◆ EXTRAIT DE PAGE:
□ □ □ □ □

Confusion autour des télécabines
En commission, Isabelle Valentin s'est expliquée sur la portée de son initiative. « La téléconsultation doit être encadrée pour éviter les abus et répondre aux attentes et à la confiance des patients ». Une position défendue par des élus de tout bord, malgré l’avis défavorable de la rapporteuse du PLFSS Stéphanie Rist (Renaissance). « Je vous rappelle qu’alors qu’elle était ministre de la Santé, Agnès Buzyn s’était engagée à ce qu’il y ait lors des téléconsultations toujours un professionnel de santé de chaque côté de l’écran », a souligné Caroline Fiat, députée Nupes de la Meuse. L’amendement a été adopté sous une poignée d’applaudissements.
Victoire ! malgré l'avis défavorable de la rapporteure, nous venons de voter un amendement visant à encadrer la téléconsultation avec un professionnel de santé de chaque côté de l'écran! Chose promise, chose due! #DirectAN #PLFSS
— Caroline FIAT (@CarolineFiat54) October 12, 2022
Mais en réalité, le débat a tourné autour de l’accompagnement nécessaire du patient dans le cadre d’une cabine de téléconsultation – et non plus généralement pour toutes les téléconsultations, comme le laisse penser le texte. « Il faut encadrer cette pratique, notamment quand on voit l’implantation de ces cabines dans les supermarchés », a surenchéri Pierre Dharréville (Nupes). « Vous souhaitez encadrer les arrêts de travail prescrits par téléconsultation, et bien justement, je pense que la présence d’un professionnel de santé pourra dissuader certaines personnes de venir faire dix fois des arrêts de travail dans les télécabines », a abondé Yannick Neuder (LR).
« Vous rigidifiez la pratique [de la téléconsultation] », a rétorqué Stéphanie Rist. « Lorsqu'il s'agit d'un patient jeune, qui entre dans une cabine pour une question simple, je ne pense pas qu’il prenne de risques s’il n‘est pas encadré par un professionnel de santé », souligne la rhumatologue. L’amendement – qui sera redébattu en séance – renvoie d'ailleurs à la publication d’un décret. Le texte est censé fixer les conditions de mise en œuvre de cet accompagnement obligatoire.
Vagues de critiques
S’agissait-il d’un texte trop général, d'une erreur qui va brider l'essor de la télémédecine ? Sur les réseaux sociaux, l’amendent a provoqué une vague de railleries. « Vous avez fumé ? », s’est agacé le Dr Jérôme Marty, président de l’UFML-Syndicat. « Alors là, on tient l’amendement champion du PLFSS », a taclé Éric Bothorel, député breton de la majorité.

□ □ □ □ □

◆ DONNÉES FOURNIES:
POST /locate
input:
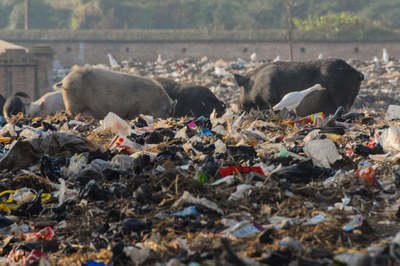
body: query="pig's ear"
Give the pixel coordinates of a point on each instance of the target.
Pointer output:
(41, 104)
(172, 108)
(241, 80)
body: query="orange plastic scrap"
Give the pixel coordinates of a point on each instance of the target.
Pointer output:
(5, 139)
(242, 169)
(310, 119)
(367, 173)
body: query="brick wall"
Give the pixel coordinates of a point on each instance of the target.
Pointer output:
(22, 71)
(81, 52)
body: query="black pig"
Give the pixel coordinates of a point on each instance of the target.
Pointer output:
(267, 85)
(14, 105)
(193, 100)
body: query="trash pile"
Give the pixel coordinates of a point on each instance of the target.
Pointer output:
(255, 188)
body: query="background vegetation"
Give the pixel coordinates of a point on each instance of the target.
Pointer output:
(333, 18)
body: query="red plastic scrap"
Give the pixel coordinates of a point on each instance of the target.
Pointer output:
(368, 174)
(371, 144)
(44, 234)
(242, 169)
(310, 119)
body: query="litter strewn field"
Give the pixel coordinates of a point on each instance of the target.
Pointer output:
(256, 188)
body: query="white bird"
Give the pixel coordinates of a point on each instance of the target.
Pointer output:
(113, 62)
(291, 100)
(160, 60)
(385, 56)
(253, 57)
(277, 58)
(376, 61)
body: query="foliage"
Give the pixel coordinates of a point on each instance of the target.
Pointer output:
(331, 17)
(337, 24)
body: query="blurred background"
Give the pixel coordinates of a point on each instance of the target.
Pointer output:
(41, 39)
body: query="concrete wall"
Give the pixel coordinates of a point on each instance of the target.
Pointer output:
(79, 52)
(29, 72)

□ □ □ □ □

◆ SÉRIE D'EXERCICES:
a – Relevez toutes les personnes nommées dans l'extrait sur la téléconsultation.
b – Prolongez l'extrait sur la téléconsultation à la suite de sa dernière phrase.

◆ CORRIGÉ:
a – Isabelle Valentin, Stéphanie Rist, Agnès Buzyn, Caroline Fiat, Pierre Dharréville, Yannick Neuder, Jérôme Marty, Éric Bothorel

b –
Fondateur de la Société française de télémédecine, le Dr Pierre Simon critique un amendement « hors sol », qui « supprime purement et simplement la téléconsultation "solo" au domicile, la plus pratiquée depuis la pandémie Covid-19 ». En imposant un soignant de chaque côté de l’écran, « cet amendement ferait reculer la France de dix ans par rapport aux autres pays européens », s’il est « voté en l’état », craint le Dr Simon.
Coup d'arrêt
Le syndicat Jeunes médecins anticipe carrément « un coup d’arrêt » pur et dur de la téléconsultation. Si le syndicat concède qu’un accompagnement peut être utile pour les personnes âgées, en situation de handicap ou souffrant d’illectronisme, il redoute la fin d’un grand nombre de visios « utiles » : avec son médecin traitant, en cas de Covid, en dehors des horaires d’ouverture des cabinets ou pour prendre en charge des troubles psy…
Le lendemain du vote, Isabelle Valentin s'est de son côté félicitée de l’adoption de son amendement rappelant « qu’il est essentiel qu’aux côtés des patients il y ait un professionnel de santé. Attention à ne pas mettre en place une médecine à deux vitesses ». Sur ses réseaux sociaux, la députée LR ajoute qu’elle proposera un amendement « en séance publique afin que les infirmières libérales puissent encadrer des téléconsultations pour les personnes âgées dans les Ehpad ou pour les personnes atteintes de pathologies graves maintenues à leur domicile ».